> **Work order**
In the listing below, look for "bundle" and copy every line that has it.

'''

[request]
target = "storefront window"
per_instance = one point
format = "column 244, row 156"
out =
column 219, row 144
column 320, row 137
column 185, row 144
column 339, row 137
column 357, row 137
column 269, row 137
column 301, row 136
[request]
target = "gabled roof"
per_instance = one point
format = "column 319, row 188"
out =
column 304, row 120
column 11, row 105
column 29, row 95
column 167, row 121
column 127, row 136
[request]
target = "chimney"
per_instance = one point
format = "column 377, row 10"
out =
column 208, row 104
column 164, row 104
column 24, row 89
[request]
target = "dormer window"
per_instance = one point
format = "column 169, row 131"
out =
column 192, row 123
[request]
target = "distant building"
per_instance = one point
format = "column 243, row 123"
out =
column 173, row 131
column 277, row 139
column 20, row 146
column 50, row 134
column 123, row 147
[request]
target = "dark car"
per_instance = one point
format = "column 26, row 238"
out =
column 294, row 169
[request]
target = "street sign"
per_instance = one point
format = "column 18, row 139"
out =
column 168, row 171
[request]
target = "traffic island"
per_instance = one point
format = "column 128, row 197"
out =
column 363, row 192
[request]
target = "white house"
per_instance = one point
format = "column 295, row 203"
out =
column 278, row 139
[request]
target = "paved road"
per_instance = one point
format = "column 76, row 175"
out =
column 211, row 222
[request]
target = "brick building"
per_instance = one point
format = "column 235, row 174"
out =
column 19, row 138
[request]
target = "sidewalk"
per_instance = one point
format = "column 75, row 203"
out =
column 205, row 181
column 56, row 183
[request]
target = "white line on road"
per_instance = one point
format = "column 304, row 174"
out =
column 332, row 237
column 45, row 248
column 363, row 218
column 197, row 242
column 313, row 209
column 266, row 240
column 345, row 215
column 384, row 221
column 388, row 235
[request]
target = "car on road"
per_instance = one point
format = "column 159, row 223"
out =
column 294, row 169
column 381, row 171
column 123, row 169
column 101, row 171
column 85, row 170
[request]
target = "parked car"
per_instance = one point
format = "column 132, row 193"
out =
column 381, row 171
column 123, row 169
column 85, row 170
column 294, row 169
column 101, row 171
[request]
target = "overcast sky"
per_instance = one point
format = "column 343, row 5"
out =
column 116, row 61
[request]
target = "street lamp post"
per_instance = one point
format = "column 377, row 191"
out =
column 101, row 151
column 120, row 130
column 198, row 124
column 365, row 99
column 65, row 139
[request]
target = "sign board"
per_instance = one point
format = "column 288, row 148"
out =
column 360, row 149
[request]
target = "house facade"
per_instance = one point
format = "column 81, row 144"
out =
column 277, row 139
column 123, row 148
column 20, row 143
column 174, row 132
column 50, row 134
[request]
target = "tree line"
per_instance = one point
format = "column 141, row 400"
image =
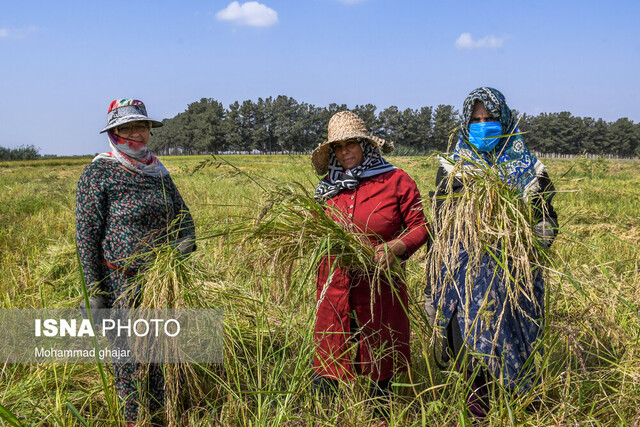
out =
column 283, row 124
column 28, row 152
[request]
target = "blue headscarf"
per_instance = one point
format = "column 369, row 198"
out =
column 517, row 165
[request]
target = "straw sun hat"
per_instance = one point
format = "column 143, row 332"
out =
column 343, row 126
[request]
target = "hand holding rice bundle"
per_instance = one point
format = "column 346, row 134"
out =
column 494, row 221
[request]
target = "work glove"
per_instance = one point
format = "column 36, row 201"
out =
column 545, row 233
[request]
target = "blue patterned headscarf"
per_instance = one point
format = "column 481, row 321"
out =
column 518, row 166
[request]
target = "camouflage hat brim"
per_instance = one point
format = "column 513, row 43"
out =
column 127, row 114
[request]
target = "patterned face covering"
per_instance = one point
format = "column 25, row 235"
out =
column 133, row 155
column 516, row 164
column 340, row 179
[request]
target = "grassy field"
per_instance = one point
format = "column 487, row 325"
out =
column 590, row 367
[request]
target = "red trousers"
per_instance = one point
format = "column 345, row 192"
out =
column 379, row 345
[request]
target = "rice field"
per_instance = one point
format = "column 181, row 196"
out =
column 590, row 366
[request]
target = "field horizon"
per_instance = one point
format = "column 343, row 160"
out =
column 589, row 368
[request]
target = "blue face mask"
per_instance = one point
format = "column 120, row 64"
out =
column 485, row 136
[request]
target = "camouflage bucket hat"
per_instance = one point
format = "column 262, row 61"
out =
column 127, row 110
column 343, row 126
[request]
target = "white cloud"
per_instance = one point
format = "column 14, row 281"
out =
column 16, row 33
column 465, row 41
column 251, row 13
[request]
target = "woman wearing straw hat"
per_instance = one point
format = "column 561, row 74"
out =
column 376, row 198
column 124, row 197
column 483, row 309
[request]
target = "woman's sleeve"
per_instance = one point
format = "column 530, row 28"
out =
column 416, row 232
column 91, row 212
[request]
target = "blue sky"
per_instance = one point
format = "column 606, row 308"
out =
column 62, row 62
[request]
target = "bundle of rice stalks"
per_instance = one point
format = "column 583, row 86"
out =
column 168, row 280
column 493, row 223
column 292, row 226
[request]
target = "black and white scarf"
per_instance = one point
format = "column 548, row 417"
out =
column 339, row 179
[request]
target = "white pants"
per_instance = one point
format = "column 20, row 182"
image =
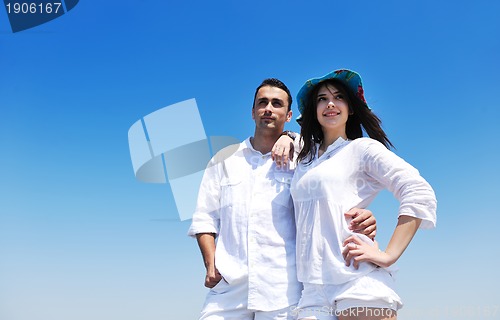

'''

> **Solution**
target = "hand holding rice bundle"
target = "bundle of rice stalks"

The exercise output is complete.